--- INPUT MATERIAL ---

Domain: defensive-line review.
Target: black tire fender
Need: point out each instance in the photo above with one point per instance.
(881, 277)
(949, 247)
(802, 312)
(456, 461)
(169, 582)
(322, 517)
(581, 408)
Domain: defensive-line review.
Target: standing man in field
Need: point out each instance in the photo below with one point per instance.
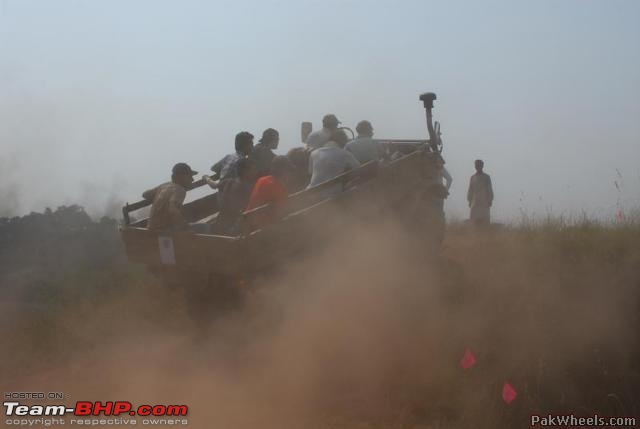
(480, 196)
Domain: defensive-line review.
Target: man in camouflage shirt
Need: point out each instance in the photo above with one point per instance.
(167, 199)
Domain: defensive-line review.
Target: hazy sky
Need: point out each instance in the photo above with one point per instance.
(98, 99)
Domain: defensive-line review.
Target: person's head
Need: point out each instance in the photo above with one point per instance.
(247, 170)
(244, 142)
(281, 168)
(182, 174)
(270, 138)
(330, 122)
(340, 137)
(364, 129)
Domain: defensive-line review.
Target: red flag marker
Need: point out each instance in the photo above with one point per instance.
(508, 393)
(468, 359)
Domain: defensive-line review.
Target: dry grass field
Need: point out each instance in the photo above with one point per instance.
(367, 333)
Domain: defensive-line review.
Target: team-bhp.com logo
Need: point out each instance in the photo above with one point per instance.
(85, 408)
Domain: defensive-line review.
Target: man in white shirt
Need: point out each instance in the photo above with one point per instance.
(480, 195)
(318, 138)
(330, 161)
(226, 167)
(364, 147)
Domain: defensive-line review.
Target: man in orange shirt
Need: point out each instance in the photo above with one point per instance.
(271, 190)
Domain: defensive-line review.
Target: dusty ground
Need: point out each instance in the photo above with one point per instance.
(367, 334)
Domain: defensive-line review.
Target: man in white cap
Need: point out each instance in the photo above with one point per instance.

---

OBJECTIVE:
Rewrite all of the items above, changing every "Domain" to "Category" and keeping everything else the same. Omit the pictures from your answer.

SOLVED EXERCISE:
Category: defensive-line review.
Target: black tire fender
Need: point out each instance in the photo above with one point per instance.
(881, 277)
(949, 247)
(802, 312)
(456, 461)
(169, 582)
(322, 517)
(581, 408)
Category: defensive-line review.
Target: standing man in field
Need: point out each instance in the photo below with one point per instance.
(480, 196)
Category: defensive-line review.
Target: man in camouflage shirt
Need: point out each instance in the photo above with one point per instance.
(167, 199)
Category: defensive-line review.
Target: hazy sky
Need: point out each instance in the photo above with one point per instance.
(98, 99)
Category: defensive-line review.
Target: person's head
Need: point out each instance in the photo above with one point per instance.
(247, 170)
(244, 142)
(281, 168)
(182, 174)
(270, 138)
(330, 122)
(340, 137)
(364, 129)
Category: defensive-line review.
Target: red flag marker
Need: point out each instance in the photo above with one point per instance.
(508, 393)
(468, 359)
Category: defensive-line review.
Target: dry grass field
Need: point out each instance in the photo above with one point per instance.
(367, 333)
Category: defensive-line review.
Target: team-bhp.com logo
Need: point out each instance in the photo above with one point per instance.
(85, 408)
Category: defensive-line review.
Target: man in white shirt
Need: point out each instance in the photo above with one point per instance.
(480, 195)
(318, 138)
(330, 161)
(226, 167)
(364, 147)
Category: defensive-line review.
Target: man in orange shirt
Need: point out each instance in the photo above with one point per instance.
(271, 190)
Category: defensive-line review.
Target: dusty ground
Need: point out each instance in the photo above with one point per instance.
(367, 334)
Category: defensive-line review.
Target: man in white cap
Need: point out each instance in the photo above with one point per instance.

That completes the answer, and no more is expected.